■ How to complete this task:
Each record that follows goes into your reply unchanged; the pictures do not.

■ Free-text object descriptions:
Start of Block

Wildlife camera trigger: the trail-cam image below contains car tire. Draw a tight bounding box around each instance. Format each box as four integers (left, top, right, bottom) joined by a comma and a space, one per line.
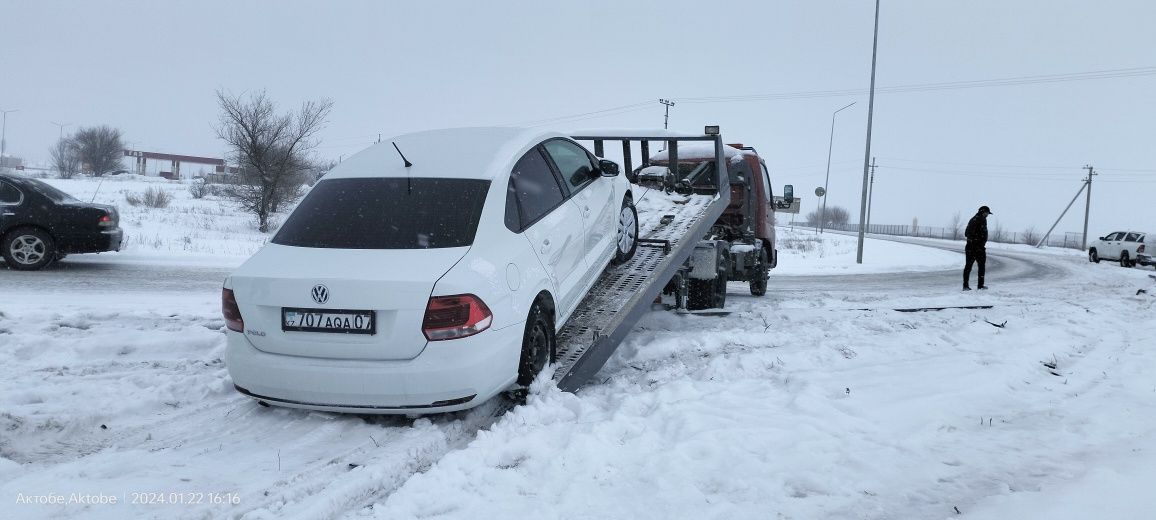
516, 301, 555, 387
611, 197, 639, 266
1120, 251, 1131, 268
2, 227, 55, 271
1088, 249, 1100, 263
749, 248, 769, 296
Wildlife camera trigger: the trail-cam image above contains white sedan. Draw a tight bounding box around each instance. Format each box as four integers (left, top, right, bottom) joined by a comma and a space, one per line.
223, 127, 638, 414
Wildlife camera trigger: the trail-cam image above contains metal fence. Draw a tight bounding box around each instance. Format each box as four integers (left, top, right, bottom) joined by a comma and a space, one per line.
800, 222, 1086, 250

End of Block

■ Solution:
Wildlife camera trigger: the trail-cam image below contains car tire. Draw a tight bounding box around each instance. Format each box as four integers (left, top, right, bottom) joined by a comma and a space, one per line.
516, 301, 555, 387
611, 197, 639, 266
1120, 251, 1131, 268
2, 227, 55, 271
1088, 249, 1100, 263
749, 248, 769, 296
Wildlife camera trigger: the trail-cam image above contains white sedan. Draw a tight bounding box around each instance. Format each box as four integers (left, top, right, bottom) joined by a comma and a space, one per line.
223, 127, 638, 414
Wildlife camera trigger: the trail-cam image above contains metal fence. Draw a tight bounding box around each instance. Format each box as four integers (left, top, right, bottom) joined by a comma and a space, one per line.
800, 222, 1086, 250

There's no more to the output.